**SUPPLIED PASSAGE**
....................
Two years later in 2015, the FBI failed to prevent Islamic terrorists Syed Farook and Tashfeen Malik from gunning down 14 people in San Bernardino California. The victims included blacks and Hispanics but the composite character’s FBI did not call it a racist hate crime. San Bernardino police, not the FBI, took down the terrorists with no loss of innocent life.

In 2016, the FBI failed to stop Islamic State recruit Omar Mateen from shooting dead 49 people and wounding more than 50 at the Pulse nightclub in Orlando, Florida. As in Boston and San Bernardino, local police, not the FBI, took down the mass murderer. Long before these failures, the FBI showed skill at gunning down Americans guilty of no crime.\

In the Ruby Ridge siege of 1992, brought on by an entrapment scheme, the FBI deployed some 400 heavily armed agents, helicopters, and armored personnel carriers against Randy Weaver and his family. The rules of engagement allowed deadly force against any family member seen with a firearm, but in effect it was shoot on sight.

On August 22, 1992, FBI sniper Lon Horiuchi shot dead Randy’s wife Vicki Weaver as she held her infant daughter. Vicki Weaver was unarmed, not under arrest, and not wanted for any crime. Snipers are trained carefully “to acquire” the target, so there is little chance the shooting was accidental.

At the time of the siege, Attorney General William Barr spent two weeks organizing former attorney generals to defend FBI sniper Lon Horiuchi. Louis Freeh, Clinton pick for FBI boss, expressed “regret and sorrow for Mrs. Weaver’s death,” which he claimed was “tragic but accidental.” Freeh later recommend Larry Potts, special agent in charge at Ruby Ridge, to be deputy director of the FBI.
....................
**GIVEN INFORMATION**
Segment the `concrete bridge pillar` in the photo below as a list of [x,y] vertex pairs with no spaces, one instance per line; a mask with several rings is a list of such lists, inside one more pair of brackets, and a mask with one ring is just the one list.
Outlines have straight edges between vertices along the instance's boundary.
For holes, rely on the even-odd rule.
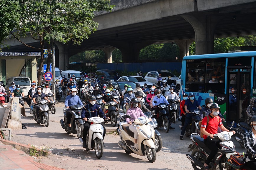
[[183,14],[181,16],[191,25],[196,35],[196,54],[214,53],[214,34],[221,17]]
[[55,41],[55,43],[59,49],[59,68],[66,70],[69,66],[69,57],[66,48],[67,45],[57,41]]
[[102,49],[101,50],[105,53],[105,59],[106,63],[112,63],[112,53],[116,48],[107,48]]
[[194,41],[194,40],[175,40],[174,42],[177,44],[180,48],[180,56],[179,59],[182,60],[185,56],[189,54],[189,46]]

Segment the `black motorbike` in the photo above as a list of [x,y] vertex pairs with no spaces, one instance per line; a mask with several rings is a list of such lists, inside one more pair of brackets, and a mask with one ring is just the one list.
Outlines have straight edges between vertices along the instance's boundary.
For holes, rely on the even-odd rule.
[[[68,134],[71,133],[76,134],[77,137],[83,137],[83,121],[81,117],[81,113],[83,106],[83,105],[73,105],[69,108],[63,109],[63,114],[64,114],[64,120],[60,120],[60,125],[61,127],[65,129]],[[69,130],[67,128],[68,125],[67,119],[67,111],[68,110],[71,111],[72,116],[71,118],[71,130]]]

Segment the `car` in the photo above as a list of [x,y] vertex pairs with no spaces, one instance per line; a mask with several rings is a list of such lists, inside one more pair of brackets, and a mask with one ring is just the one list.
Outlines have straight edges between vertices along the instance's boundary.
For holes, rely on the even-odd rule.
[[103,77],[106,81],[114,81],[115,76],[117,73],[115,71],[107,69],[98,70],[95,73],[98,77]]
[[28,77],[17,76],[9,78],[7,80],[7,89],[9,89],[9,88],[12,86],[12,82],[13,81],[15,83],[16,86],[18,84],[20,86],[20,89],[23,91],[24,96],[26,97],[27,97],[31,85],[31,81],[29,78]]
[[136,83],[139,83],[140,84],[140,87],[142,88],[143,87],[145,83],[147,83],[147,88],[149,89],[151,88],[153,85],[152,83],[140,76],[122,76],[117,79],[117,81],[131,81]]
[[157,78],[159,74],[161,74],[161,77],[163,79],[168,79],[168,77],[172,77],[172,80],[176,80],[178,79],[176,76],[168,70],[161,70],[161,71],[149,71],[145,76],[145,79],[148,80],[148,81],[152,83],[157,83]]

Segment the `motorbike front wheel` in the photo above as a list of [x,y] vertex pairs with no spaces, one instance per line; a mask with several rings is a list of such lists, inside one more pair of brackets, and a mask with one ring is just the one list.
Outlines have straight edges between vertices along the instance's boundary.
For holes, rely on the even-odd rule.
[[50,108],[51,108],[51,112],[52,112],[52,114],[55,114],[55,113],[56,113],[56,109],[55,108],[55,106],[53,104],[51,105]]
[[150,162],[154,162],[156,159],[156,153],[155,148],[152,149],[145,146],[147,157]]
[[77,129],[76,129],[76,135],[77,137],[83,138],[83,126],[82,124],[78,124],[76,125]]
[[98,138],[94,140],[95,154],[98,159],[101,158],[103,154],[103,141]]
[[155,149],[157,152],[160,151],[163,146],[163,142],[161,136],[156,135],[155,137]]
[[165,132],[167,133],[169,131],[170,129],[170,122],[169,120],[166,118],[164,118],[163,119],[163,124]]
....................
Rewrite the passage on the FBI between "On August 22, 1992, FBI" and "shooting was accidental.", inclusive, changing "infant" to "baby". Rely only on the text above.

**RESULT**
On August 22, 1992, FBI sniper Lon Horiuchi shot dead Randy’s wife Vicki Weaver as she held her baby daughter. Vicki Weaver was unarmed, not under arrest, and not wanted for any crime. Snipers are trained carefully “to acquire” the target, so there is little chance the shooting was accidental.